=== TEXT SECTION ===
******************************

- Chilhiya Location in Uttar Pradesh, India Chilhiya Chilhiya (India)
- Coordinates: 27°17′33″N 83°06′31″E﻿ / ﻿27.2925°N 83.1085°E
- Country: India
- State: Uttar Pradesh
- District: Siddharthnagar district
- Tehsil: Shohratgarh

Government
- • Type: Gram Panchayat
- • Body: Chilhiya Gram Panchayat
- Elevation: 92 m (302 ft)

Population (2011)
- • Total: 4,464

Languages
- • Official: Hindi
- • Regional: Awadhi, Bhojpuri, Urdu
- Time zone: UTC+5:30 (IST)
- PIN: 272204
- Vehicle registration: UP-55
- Lok Sabha constituency: Domariyaganj Lok Sabha constituency
- Vidhan Sabha constituency: Shohratgarh Assembly constituency

= Chilhiya, Uttar Pradesh =

Village in Siddharthnagar district, Uttar Pradesh, India

Chilhiya is a village and gram panchayat in Shohratgarh tehsil of Siddharthnagar district in the Indian state of Uttar Pradesh. The village is situated in the Terai region near the India–Nepal border in eastern Uttar Pradesh.

== Geography ==
Chilhiya is located approximately 7 kilometres from Shohratgarh town and around 16 kilometres from Naugarh, the district headquarters of Siddharthnagar district. The village lies in the fertile Gangetic plains region and has an average elevation of about 92 metres above sea level. The climate of the region is sub-tropical, and the area experiences extreme weather events including lightning activities during the monsoon season.

== Demographics ==
According to the 2011 Census of India, Chilhiya had a total population of 4,464 people living in 699 households. The male population was 2,288 while the female population was 2,176.

******************************

Dataset entries
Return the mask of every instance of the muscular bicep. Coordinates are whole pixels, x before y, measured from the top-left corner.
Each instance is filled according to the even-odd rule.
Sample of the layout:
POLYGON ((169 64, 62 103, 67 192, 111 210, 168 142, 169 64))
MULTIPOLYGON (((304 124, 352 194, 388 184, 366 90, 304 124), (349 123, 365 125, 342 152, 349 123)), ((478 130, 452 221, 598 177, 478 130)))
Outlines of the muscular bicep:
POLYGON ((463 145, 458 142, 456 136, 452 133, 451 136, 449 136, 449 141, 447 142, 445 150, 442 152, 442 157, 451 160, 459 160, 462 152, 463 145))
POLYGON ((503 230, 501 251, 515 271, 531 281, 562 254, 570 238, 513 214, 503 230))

******************************

=== WHAT IS BEING ASKED ===
Copy out the whole Chilhiya village article above, word for word, with nothing changed.

=== FULL SOLUTION ===
- Chilhiya Location in Uttar Pradesh, India Chilhiya Chilhiya (India)
- Coordinates: 27°17′33″N 83°06′31″E﻿ / ﻿27.2925°N 83.1085°E
- Country: India
- State: Uttar Pradesh
- District: Siddharthnagar district
- Tehsil: Shohratgarh

Government
- • Type: Gram Panchayat
- • Body: Chilhiya Gram Panchayat
- Elevation: 92 m (302 ft)

Population (2011)
- • Total: 4,464

Languages
- • Official: Hindi
- • Regional: Awadhi, Bhojpuri, Urdu
- Time zone: UTC+5:30 (IST)
- PIN: 272204
- Vehicle registration: UP-55
- Lok Sabha constituency: Domariyaganj Lok Sabha constituency
- Vidhan Sabha constituency: Shohratgarh Assembly constituency

= Chilhiya, Uttar Pradesh =

Village in Siddharthnagar district, Uttar Pradesh, India

Chilhiya is a village and gram panchayat in Shohratgarh tehsil of Siddharthnagar district in the Indian state of Uttar Pradesh. The village is situated in the Terai region near the India–Nepal border in eastern Uttar Pradesh.

== Geography ==
Chilhiya is located approximately 7 kilometres from Shohratgarh town and around 16 kilometres from Naugarh, the district headquarters of Siddharthnagar district. The village lies in the fertile Gangetic plains region and has an average elevation of about 92 metres above sea level. The climate of the region is sub-tropical, and the area experiences extreme weather events including lightning activities during the monsoon season.

== Demographics ==
According to the 2011 Census of India, Chilhiya had a total population of 4,464 people living in 699 households. The male population was 2,288 while the female population was 2,176.